**Exercise instructions:**
Copy all of the records exactly.
(Beginning of Exercise material)
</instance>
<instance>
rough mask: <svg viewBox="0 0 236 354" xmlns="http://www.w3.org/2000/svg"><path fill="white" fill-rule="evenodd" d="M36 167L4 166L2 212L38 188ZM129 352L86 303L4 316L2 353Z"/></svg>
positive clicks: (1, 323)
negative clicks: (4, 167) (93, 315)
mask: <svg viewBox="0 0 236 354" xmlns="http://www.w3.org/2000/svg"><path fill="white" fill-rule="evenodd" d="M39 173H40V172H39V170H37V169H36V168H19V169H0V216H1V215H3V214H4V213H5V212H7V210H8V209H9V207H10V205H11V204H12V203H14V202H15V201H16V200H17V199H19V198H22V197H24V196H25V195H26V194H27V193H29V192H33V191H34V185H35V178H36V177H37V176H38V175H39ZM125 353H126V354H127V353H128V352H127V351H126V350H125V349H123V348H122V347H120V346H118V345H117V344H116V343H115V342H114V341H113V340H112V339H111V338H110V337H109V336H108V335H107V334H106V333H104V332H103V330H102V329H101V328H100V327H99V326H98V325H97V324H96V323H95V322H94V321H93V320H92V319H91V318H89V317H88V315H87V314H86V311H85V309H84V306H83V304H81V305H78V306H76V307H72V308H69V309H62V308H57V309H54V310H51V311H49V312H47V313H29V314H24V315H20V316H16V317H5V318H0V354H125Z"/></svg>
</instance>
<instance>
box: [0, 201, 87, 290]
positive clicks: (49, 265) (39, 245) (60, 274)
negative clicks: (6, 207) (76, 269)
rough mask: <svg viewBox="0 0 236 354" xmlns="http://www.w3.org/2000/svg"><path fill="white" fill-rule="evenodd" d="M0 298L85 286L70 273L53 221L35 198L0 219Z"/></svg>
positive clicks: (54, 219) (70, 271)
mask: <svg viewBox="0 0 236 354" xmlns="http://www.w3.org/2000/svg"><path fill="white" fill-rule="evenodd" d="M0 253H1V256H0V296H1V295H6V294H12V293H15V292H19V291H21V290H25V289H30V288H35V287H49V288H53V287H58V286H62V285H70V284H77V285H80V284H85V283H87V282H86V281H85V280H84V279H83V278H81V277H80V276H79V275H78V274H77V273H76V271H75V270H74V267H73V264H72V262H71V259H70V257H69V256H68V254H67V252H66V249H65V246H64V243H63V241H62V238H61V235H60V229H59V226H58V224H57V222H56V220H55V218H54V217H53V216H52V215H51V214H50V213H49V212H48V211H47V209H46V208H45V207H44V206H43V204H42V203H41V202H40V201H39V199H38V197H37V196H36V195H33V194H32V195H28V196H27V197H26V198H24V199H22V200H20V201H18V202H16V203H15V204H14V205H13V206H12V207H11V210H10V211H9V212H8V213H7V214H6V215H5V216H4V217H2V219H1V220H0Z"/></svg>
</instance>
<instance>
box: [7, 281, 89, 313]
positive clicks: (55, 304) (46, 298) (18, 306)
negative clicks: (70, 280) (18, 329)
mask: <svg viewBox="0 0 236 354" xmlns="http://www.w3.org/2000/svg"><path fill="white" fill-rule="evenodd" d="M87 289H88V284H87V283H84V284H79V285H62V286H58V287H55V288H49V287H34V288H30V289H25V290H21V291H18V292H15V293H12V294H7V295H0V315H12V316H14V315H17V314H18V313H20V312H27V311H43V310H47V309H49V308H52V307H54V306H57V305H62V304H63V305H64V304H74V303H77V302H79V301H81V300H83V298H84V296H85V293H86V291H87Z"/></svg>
(End of Exercise material)
**Written response:**
</instance>
<instance>
rough mask: <svg viewBox="0 0 236 354" xmlns="http://www.w3.org/2000/svg"><path fill="white" fill-rule="evenodd" d="M36 167L4 166L2 212L38 188ZM129 352L86 303L4 316L2 353Z"/></svg>
positive clicks: (1, 323)
negative clicks: (4, 167) (93, 315)
mask: <svg viewBox="0 0 236 354" xmlns="http://www.w3.org/2000/svg"><path fill="white" fill-rule="evenodd" d="M39 173H40V172H39V170H37V169H36V168H19V169H0V216H1V215H3V214H4V213H5V212H7V210H8V209H9V207H10V205H11V204H12V203H14V202H15V201H16V200H17V199H19V198H22V197H24V196H25V195H26V194H27V193H29V192H33V191H34V185H35V178H36V177H37V176H38V175H39ZM125 353H126V354H127V353H128V352H127V351H126V350H125V349H123V348H122V347H120V346H118V345H117V344H116V343H115V342H114V341H113V340H112V339H111V338H110V337H109V336H108V335H107V334H106V333H104V332H103V330H102V329H101V328H100V327H99V326H98V325H97V324H96V323H95V322H94V321H93V320H92V319H91V318H89V317H88V315H87V314H86V311H85V309H84V306H83V304H81V305H78V306H76V307H72V308H69V309H62V308H57V309H54V310H51V311H49V312H47V313H29V314H24V315H20V316H16V317H5V318H0V354H125Z"/></svg>
</instance>
<instance>
box: [0, 201, 87, 290]
positive clicks: (49, 265) (39, 245) (60, 274)
negative clicks: (6, 207) (76, 269)
rough mask: <svg viewBox="0 0 236 354" xmlns="http://www.w3.org/2000/svg"><path fill="white" fill-rule="evenodd" d="M0 298L85 286L70 273L53 221L35 198L0 219Z"/></svg>
positive clicks: (54, 219) (70, 271)
mask: <svg viewBox="0 0 236 354" xmlns="http://www.w3.org/2000/svg"><path fill="white" fill-rule="evenodd" d="M0 253H1V256H0V296H1V295H6V294H12V293H15V292H19V291H21V290H25V289H30V288H35V287H49V288H53V287H58V286H62V285H70V284H77V285H80V284H85V283H87V282H86V281H85V280H84V279H83V278H81V277H80V276H79V275H78V274H77V273H76V271H75V270H74V267H73V264H72V262H71V259H70V257H69V256H68V254H67V252H66V249H65V246H64V243H63V241H62V238H61V235H60V229H59V226H58V224H57V222H56V220H55V218H54V217H53V216H52V215H51V214H50V213H49V212H48V211H47V209H46V208H45V207H44V206H43V204H42V203H41V202H40V201H39V199H38V197H37V196H36V195H33V194H32V195H28V196H27V197H26V198H24V199H22V200H20V201H18V202H16V203H15V204H14V205H13V206H12V207H11V210H10V211H9V212H8V213H7V214H6V215H5V216H4V217H2V219H1V220H0Z"/></svg>
</instance>
<instance>
box: [7, 281, 89, 313]
positive clicks: (55, 304) (46, 298) (18, 306)
negative clicks: (70, 280) (18, 329)
mask: <svg viewBox="0 0 236 354" xmlns="http://www.w3.org/2000/svg"><path fill="white" fill-rule="evenodd" d="M87 289H88V284H87V283H84V284H79V285H62V286H58V287H55V288H49V287H34V288H30V289H25V290H21V291H18V292H15V293H12V294H7V295H0V315H12V316H14V315H17V314H18V313H20V312H27V311H43V310H47V309H49V308H52V307H54V306H57V305H62V304H63V305H64V304H74V303H77V302H79V301H81V300H83V298H84V296H85V293H86V291H87Z"/></svg>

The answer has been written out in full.